[What to do]
Make an exact copy of the entries below.

--------

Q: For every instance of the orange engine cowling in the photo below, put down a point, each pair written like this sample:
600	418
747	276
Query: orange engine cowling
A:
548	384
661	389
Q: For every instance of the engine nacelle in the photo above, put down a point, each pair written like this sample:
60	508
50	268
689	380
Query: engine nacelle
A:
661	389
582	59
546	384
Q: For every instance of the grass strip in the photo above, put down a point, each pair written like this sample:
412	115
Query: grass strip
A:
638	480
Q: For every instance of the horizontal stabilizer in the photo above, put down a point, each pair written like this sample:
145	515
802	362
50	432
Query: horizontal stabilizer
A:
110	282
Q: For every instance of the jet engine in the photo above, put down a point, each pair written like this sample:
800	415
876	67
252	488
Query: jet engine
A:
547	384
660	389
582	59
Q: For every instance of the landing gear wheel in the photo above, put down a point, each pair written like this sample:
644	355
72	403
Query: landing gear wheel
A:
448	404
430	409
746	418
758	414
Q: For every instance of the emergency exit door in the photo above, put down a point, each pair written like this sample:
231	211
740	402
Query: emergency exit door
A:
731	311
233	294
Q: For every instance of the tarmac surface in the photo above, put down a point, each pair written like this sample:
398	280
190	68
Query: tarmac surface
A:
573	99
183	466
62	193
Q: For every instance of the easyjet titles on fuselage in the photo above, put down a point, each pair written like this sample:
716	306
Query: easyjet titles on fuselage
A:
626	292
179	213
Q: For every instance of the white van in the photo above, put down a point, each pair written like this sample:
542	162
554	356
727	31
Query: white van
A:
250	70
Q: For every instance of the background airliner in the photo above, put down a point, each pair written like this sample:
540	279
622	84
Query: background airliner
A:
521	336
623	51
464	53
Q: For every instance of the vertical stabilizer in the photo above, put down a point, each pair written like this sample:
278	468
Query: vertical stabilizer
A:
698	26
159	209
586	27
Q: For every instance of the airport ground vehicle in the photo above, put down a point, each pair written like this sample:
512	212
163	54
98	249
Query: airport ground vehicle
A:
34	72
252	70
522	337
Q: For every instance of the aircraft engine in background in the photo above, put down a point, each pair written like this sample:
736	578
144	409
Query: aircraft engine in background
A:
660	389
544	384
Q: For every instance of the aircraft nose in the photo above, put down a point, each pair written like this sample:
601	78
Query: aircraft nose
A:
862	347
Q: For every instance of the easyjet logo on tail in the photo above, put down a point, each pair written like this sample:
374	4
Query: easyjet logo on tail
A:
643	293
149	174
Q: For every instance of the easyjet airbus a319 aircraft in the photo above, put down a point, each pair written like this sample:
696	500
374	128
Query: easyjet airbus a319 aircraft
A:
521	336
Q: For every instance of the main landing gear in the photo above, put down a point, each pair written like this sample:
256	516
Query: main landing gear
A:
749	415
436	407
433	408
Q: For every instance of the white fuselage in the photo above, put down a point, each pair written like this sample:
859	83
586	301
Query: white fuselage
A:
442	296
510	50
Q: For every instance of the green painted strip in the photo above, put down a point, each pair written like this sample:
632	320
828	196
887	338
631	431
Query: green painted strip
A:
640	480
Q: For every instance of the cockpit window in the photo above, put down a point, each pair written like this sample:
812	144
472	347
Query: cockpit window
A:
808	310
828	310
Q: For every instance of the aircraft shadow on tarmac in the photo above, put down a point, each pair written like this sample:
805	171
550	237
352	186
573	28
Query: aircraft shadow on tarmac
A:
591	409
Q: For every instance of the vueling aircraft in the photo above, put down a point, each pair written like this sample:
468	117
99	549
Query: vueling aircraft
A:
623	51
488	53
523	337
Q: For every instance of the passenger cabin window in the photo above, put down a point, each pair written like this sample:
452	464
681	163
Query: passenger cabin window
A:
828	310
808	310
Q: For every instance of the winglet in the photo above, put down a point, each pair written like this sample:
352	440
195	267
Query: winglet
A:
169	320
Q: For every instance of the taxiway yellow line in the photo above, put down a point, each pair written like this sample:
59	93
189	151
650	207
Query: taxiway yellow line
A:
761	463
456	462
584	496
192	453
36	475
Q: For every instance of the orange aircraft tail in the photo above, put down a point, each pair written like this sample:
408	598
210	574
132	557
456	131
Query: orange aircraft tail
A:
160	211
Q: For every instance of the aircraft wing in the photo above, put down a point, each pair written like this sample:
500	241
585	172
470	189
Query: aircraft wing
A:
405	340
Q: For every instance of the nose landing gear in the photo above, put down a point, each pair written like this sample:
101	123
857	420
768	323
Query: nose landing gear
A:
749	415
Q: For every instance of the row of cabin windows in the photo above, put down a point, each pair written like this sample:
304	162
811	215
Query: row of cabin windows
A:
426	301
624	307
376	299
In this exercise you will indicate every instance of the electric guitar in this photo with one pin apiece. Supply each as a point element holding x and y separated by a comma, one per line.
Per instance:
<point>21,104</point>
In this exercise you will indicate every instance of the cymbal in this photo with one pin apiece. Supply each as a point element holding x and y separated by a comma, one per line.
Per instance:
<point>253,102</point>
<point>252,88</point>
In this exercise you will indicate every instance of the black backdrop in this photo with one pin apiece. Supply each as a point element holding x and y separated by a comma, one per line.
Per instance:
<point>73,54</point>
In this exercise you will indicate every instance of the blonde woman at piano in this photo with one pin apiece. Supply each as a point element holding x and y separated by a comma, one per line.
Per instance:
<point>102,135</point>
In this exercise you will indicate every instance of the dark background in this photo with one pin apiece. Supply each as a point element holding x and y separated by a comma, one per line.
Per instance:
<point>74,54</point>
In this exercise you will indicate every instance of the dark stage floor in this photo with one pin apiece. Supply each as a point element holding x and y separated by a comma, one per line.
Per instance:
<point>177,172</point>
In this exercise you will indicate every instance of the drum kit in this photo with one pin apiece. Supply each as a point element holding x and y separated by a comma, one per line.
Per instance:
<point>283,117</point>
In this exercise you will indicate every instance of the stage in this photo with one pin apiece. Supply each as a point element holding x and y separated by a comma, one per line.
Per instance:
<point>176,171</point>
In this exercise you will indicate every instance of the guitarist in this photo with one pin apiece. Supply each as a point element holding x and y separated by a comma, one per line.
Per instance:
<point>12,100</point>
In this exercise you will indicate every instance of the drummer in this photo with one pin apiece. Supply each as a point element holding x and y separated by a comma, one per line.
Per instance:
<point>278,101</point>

--------

[Result of this exercise]
Q: For every instance of the orange engine cowling in the photo below, put down a point, each pair written like this sample:
600	418
747	276
Query: orange engine cowling
A:
548	384
661	389
Q: For every instance of the engine nacelle in the photo above, put down a point, each pair written like this sample:
60	508
50	268
689	380
Query: engine nacelle
A:
661	389
582	59
546	384
Q: For every instance of the grass strip in the photo above, put down a point, each pair written like this sample:
412	115
Query: grass strip
A:
638	480
Q: For every instance of the horizontal stabilizer in the photo above, put down a point, each pair written like this sample:
145	515
802	362
50	432
Query: horizontal stabilizer
A:
110	282
Q: For every instance of the jet engine in the photo above, put down a point, each pair written like this sample:
800	415
876	67
252	488
Query: jet engine
A:
547	384
660	389
582	59
Q: For every instance of the landing gear wheel in the photo above, put down a point, each pair written like this sample:
644	355
72	403
Query: landing gear wheel
A:
448	404
430	409
746	418
758	414
Q: For every instance of the emergency exit door in the photo above, put down a point, each pair written like this sample:
231	211
740	402
Query: emergency exit door
A:
731	311
233	294
Q: For every instance of the tarmac surface in the photo above, put down a point, each pair written like this sample:
398	280
190	68
Query: tarmac surface
A:
573	99
183	466
62	193
Q: For every instance of the easyjet titles on fuselage in the photo above, put down a point, each pair written like this sample:
716	306
Query: easyjet titles on fuselage
A:
626	292
179	213
Q: For every instance of the white van in the photo above, put down a point, each pair written like this sample:
542	162
554	356
727	31
Query: white van
A:
250	70
Q: For every instance of the background airliner in the photo above, put down a point, each pair written like this sample:
540	279
622	84
Query: background airliner
A:
521	336
623	51
464	53
Q: For every instance of the vertical stabilizer in the photo above, put down a point, each pair written like this sample:
278	468
Query: vertical stabilizer
A:
698	26
159	209
586	27
Q: For every instance of the airport ground vehicle in the photo above, put down a point, each pair written like this sample:
512	212
163	54
98	249
Query: airport ground vehicle
A:
34	72
252	70
522	337
Q: For every instance of the aircraft engine in background in the photo above, put down a point, each pair written like this sample:
736	578
144	409
Query: aircraft engine in background
A:
660	389
544	384
Q: For every instance of the aircraft nose in the photo above, put down a point, each pair written like this sample:
601	78
Query: aircraft nose
A:
862	347
Q: For every instance of the easyjet logo on tail in the photo above, put down a point, each pair written like this sample:
374	4
Query: easyjet logo on tail
A:
643	293
149	174
Q: For every instance of the easyjet airbus a319 aircraft in the photo above, put down a point, each pair written like this sample:
696	500
374	128
Query: easyjet airbus a319 aircraft
A:
521	336
Q: For every instance of the main landing gear in the photo above, put down a point, each pair written like this sample:
256	516
Query: main landing gear
A:
749	415
436	407
433	408
Q: For every instance of the white fuselage in the photo above, put down a point, each pair written like this sample:
859	83
586	301
Query: white fuselage
A:
442	296
510	50
Q: For every instance of the green painted strip in the photo above, put down a point, each pair written like this sample:
632	320
828	196
887	338
631	431
Query: green painted strip
A:
640	480
Q: For every instance of the cockpit window in the photo above, put down a point, each pair written like this sample:
812	144
472	347
Query: cockpit window
A:
808	310
828	310
Q: For every instance of the aircraft shadow on tarmac in the photo above, put down a point, each pair written like this sample:
805	171
550	237
352	186
573	28
Query: aircraft shadow on tarmac
A:
591	409
Q: For every instance of the vueling aircraft in the photo above, put down a point, each pair written like this sample:
468	117
99	549
Query: vueling aircraft
A:
623	51
488	53
523	337
Q: For every instance of the passenger cabin window in the photo above, put down a point, each pair written like this sample:
452	464
681	163
Query: passenger cabin window
A:
828	310
808	310
Q: For every instance of the winglet in the photo above, put down a point, each pair written like this sample:
352	440
195	267
Query: winglet
A:
169	320
Q: For every instance of the taxiway yellow line in the photo above, put down a point, each pair written like this sample:
59	93
189	151
650	207
Query: taxiway yellow line
A:
761	463
456	462
584	496
192	453
36	475
Q: For every instance of the orange aircraft tail in the photo above, put down a point, each pair written like this sample:
408	598
210	574
132	557
456	131
Query: orange aircraft tail
A:
160	211
Q: For every instance of the aircraft wing in the photo above, put down a point, each pair written like this sample:
500	241
585	172
470	189
Query: aircraft wing
A:
405	340
Q: For every instance of the nose landing gear in the photo above, put down a point, each pair written like this sample:
101	123
857	420
768	323
Query: nose landing gear
A:
749	415
Q: For every instance of the row of cabin windows in the photo above, put down a point, each pair written like this sample:
304	162
811	215
Query: row of cabin windows
A:
426	301
624	307
376	299
In this exercise you will indicate every instance of the electric guitar in this photo with one pin apiece. Supply each as a point element holding x and y separated by a comma, one per line.
Per instance:
<point>21,104</point>
In this exercise you will indicate every instance of the cymbal in this photo with one pin apiece. Supply each as a point element holding x and y separated by a comma, one per line.
Per instance:
<point>253,102</point>
<point>252,88</point>
In this exercise you will indicate every instance of the black backdrop in this photo with one pin apiece. Supply each as a point element holding x and y separated by a comma, one per line.
Per instance:
<point>73,54</point>
In this exercise you will indicate every instance of the blonde woman at piano in this photo with one pin apiece. Supply each as a point element holding x and y separated by a comma, one per line.
Per instance:
<point>102,135</point>
In this exercise you will indicate every instance of the dark background in this photo with one pin apiece. Supply each as a point element holding x and y separated by a comma, one per line.
Per instance:
<point>74,54</point>
In this exercise you will indicate every instance of the dark stage floor in this photo with one pin apiece. Supply each as a point element holding x and y separated by a comma, one per line.
Per instance:
<point>177,172</point>
In this exercise you will indicate every instance of the drum kit in this photo with one pin apiece. Supply each as a point element holding x and y separated by a comma, one per line.
Per instance:
<point>283,117</point>
In this exercise you will indicate every instance of the stage in this photo with one pin apiece. Supply each as a point element holding x and y separated by a comma, one per line.
Per instance:
<point>176,171</point>
In this exercise you will indicate every instance of the guitarist in this photo with one pin apiece. Supply each as a point element holding x and y separated by a comma, one per line.
Per instance:
<point>12,100</point>
In this exercise you will indicate every instance of the drummer in this photo with one pin apiece. Supply each as a point element holding x and y separated by a comma, one per line.
Per instance:
<point>278,101</point>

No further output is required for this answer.